Text for analysis.
▽

Make Your Own Goat Milk Soap

For home soap-making there are several different techniques that produce the wonderful results of homemade soap. The process can be fun, creative and used to make soap that you can use in your home, that becomes a thoughtful gift, or even that uses tailored ingredients that help individualized skin needs. Those with sensitive skin may find the perfect soap by trying in home soap-making! One of the great things about home soap-making is that it can be as simple as a few ingredients or as complex of a recipe as you feel like making to suit your purposes.

Learn the Basics

One of the first steps in learning soap-making is to start with the basics. You can learn the cold-process for beginner soap making and have the techniques and knowledge you need to start creating your own, custom recipes in just a weekend. Cold process soaps have a short preparation time  – meaning you are in and out of the creation process fairly quickly and the simplest of cold process recipes include just a few easy to find ingredients.  Cold process soaps have a long cure time – the time it takes to make the soap ready for use after you do your part. Cold process soaps take, on average, one to two hours to create in your kitchen and then a few weeks before they are ready to go out the door as gifts or be prepared to store in the home for future use. The longer the soap cures, the harder it becomes and the longer it will be useful to you as a bar. So, plan on letting your creation sit for awhile to age because the slow aging process is the best way to get high-quality, cold process soap. Most home soap makers recommend planning a cure time of four to six weeks when using the cold process soap making technique.

△

Work to complete.
a) In the text on making goat milk soap, what cure time do most home soap makers recommend for the cold process technique?
b) Extend the text on making goat milk soap, picking up after its final sentence.

Given material.
▽

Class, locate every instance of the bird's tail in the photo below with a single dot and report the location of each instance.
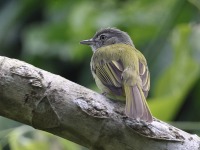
(136, 105)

△

Answers in order.
a) Four to six weeks.

b)
After getting a handle on the basics of cold process soap-making you can move into intermediate soap-making to discover how to add layers, designs, exfoliants, and other customizations in your cold process. These tips and tricks will help you add creativity to your creations and keep the process fun as well as increase your options for gifting and increase your overall enjoyment of your homemade soap!  The more skilled you are at these processes, the more success you will have as you move into more advanced soap-making and creations that have more complex designs by increasing your knowledge of swirling and coloring techniques and additions that make your bars special.

A huge appeal of at-home soap making is the knowledge that you are aware of exactly what is going into your soap. There are plenty of horror stories and informational websites out there that will tell you that the cosmetics industry has been using some pretty rough stuff in the products we enjoy the most. When you move to making some of these products from scratch you become more aware of what is actually needed, useful, and what methods you are supporting for producing your skincare.  Soap-making is a great, easy way to get started having more control over what you are using on your skin and what you are supporting in the industry, plus the changes and customizations you can make to your soap recipe are inspiring!

From Goat Milk to Coffee Ground Scrubs

From the basics of your goat milk soap recipe you can make almond milk soap with a coffee ground exfoliant, or a creamy rice milk soap! The fun is limitless as you learn to use liquids like coffee, tea, beer, wine and juices to create amazing soaps that are fun to use and fun to gift.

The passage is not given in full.